Display each line of the records that contains the word "truck".

(Point placement records)
┌────────

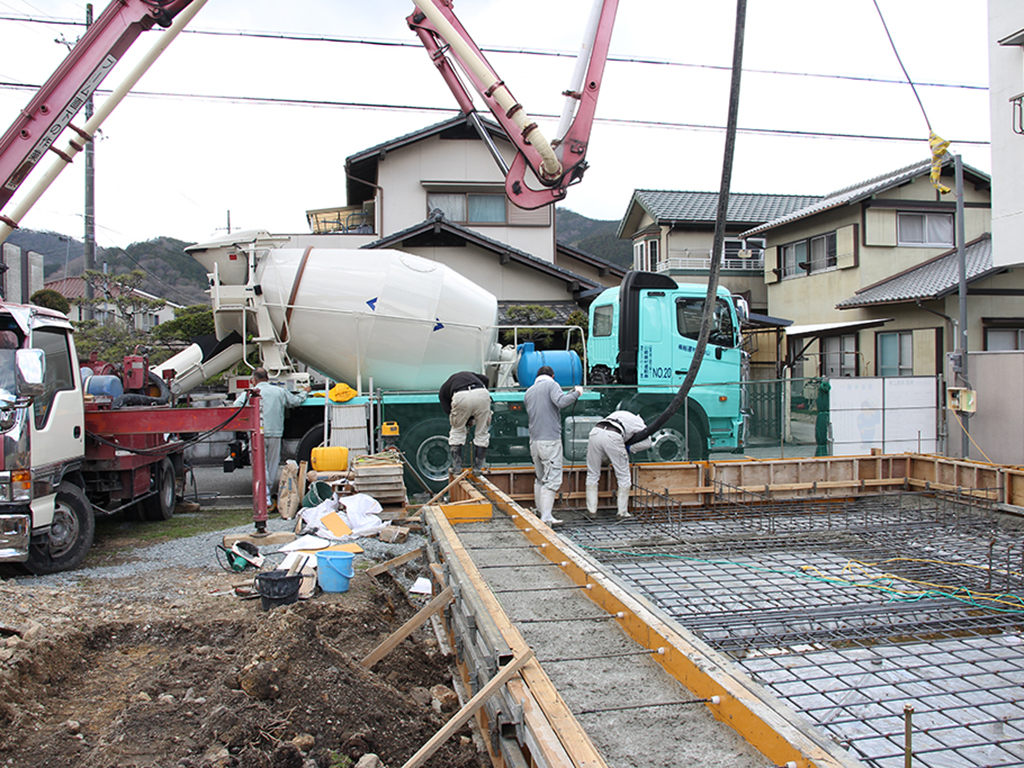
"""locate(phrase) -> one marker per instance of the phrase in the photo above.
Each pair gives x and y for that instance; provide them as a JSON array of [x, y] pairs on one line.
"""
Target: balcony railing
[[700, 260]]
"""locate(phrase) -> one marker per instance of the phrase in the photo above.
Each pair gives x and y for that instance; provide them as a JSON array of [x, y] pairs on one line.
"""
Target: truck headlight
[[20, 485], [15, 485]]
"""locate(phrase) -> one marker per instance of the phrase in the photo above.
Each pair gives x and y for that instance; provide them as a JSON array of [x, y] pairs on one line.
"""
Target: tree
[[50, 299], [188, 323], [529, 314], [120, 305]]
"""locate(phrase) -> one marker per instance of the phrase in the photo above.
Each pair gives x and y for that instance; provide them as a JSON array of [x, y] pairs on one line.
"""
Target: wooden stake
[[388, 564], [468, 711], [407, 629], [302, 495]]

└────────
┌────────

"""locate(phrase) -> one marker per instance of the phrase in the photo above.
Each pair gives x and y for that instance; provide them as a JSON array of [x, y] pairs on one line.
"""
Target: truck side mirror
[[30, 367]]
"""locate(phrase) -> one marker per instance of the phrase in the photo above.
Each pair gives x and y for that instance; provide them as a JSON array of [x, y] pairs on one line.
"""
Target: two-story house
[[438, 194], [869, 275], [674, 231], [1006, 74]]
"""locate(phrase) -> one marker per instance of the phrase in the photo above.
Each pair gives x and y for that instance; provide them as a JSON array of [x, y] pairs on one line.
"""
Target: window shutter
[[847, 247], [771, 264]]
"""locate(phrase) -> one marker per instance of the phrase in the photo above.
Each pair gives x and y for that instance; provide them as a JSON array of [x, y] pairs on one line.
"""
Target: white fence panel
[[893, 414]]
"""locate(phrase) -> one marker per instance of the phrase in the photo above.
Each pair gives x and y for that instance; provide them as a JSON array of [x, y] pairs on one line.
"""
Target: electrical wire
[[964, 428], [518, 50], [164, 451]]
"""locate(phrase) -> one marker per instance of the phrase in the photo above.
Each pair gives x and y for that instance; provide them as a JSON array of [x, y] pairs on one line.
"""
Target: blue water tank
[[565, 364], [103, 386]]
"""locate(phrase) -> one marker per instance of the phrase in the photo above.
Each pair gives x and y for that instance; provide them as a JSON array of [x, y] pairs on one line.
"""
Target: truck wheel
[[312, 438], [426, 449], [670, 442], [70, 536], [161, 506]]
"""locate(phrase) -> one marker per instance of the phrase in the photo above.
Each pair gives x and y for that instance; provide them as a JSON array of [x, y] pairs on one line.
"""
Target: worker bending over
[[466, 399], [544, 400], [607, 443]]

└────────

[Result for this exercise]
Target: truck headlight
Target: truck side mirror
Target: truck wheel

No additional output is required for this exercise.